(Contour labeling rows)
%%

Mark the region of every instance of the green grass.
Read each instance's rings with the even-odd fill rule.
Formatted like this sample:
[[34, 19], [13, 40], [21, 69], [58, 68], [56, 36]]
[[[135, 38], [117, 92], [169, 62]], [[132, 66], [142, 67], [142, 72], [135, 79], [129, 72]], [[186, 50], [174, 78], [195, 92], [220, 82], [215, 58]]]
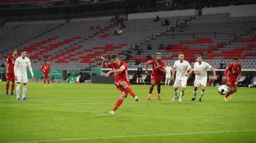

%%

#### Task to carry out:
Could you return all of the rows above verbatim, with the pictures left out?

#### Full answer:
Mark the region of every instance of the green grass.
Read each instance's rings with the even-odd fill rule.
Formatted like this sample:
[[34, 19], [13, 40], [21, 69], [58, 68], [56, 36]]
[[[135, 38], [117, 92], [169, 62]], [[132, 66], [142, 67], [142, 72], [135, 79], [129, 72]], [[186, 50], [174, 78], [195, 92], [220, 82], [215, 58]]]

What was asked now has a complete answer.